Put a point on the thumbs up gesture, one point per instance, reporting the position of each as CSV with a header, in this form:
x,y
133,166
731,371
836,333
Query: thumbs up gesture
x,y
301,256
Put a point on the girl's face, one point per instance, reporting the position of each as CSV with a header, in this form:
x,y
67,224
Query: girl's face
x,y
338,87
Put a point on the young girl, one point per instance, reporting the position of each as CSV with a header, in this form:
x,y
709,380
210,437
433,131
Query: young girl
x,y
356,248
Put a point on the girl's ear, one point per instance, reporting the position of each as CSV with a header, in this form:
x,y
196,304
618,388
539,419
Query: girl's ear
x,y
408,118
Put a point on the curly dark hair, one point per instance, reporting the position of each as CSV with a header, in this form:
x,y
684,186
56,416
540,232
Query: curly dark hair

--- --- ---

What is needed = Would you tally the lines above that include "header" and reply with only the total?

Result for this exercise = 5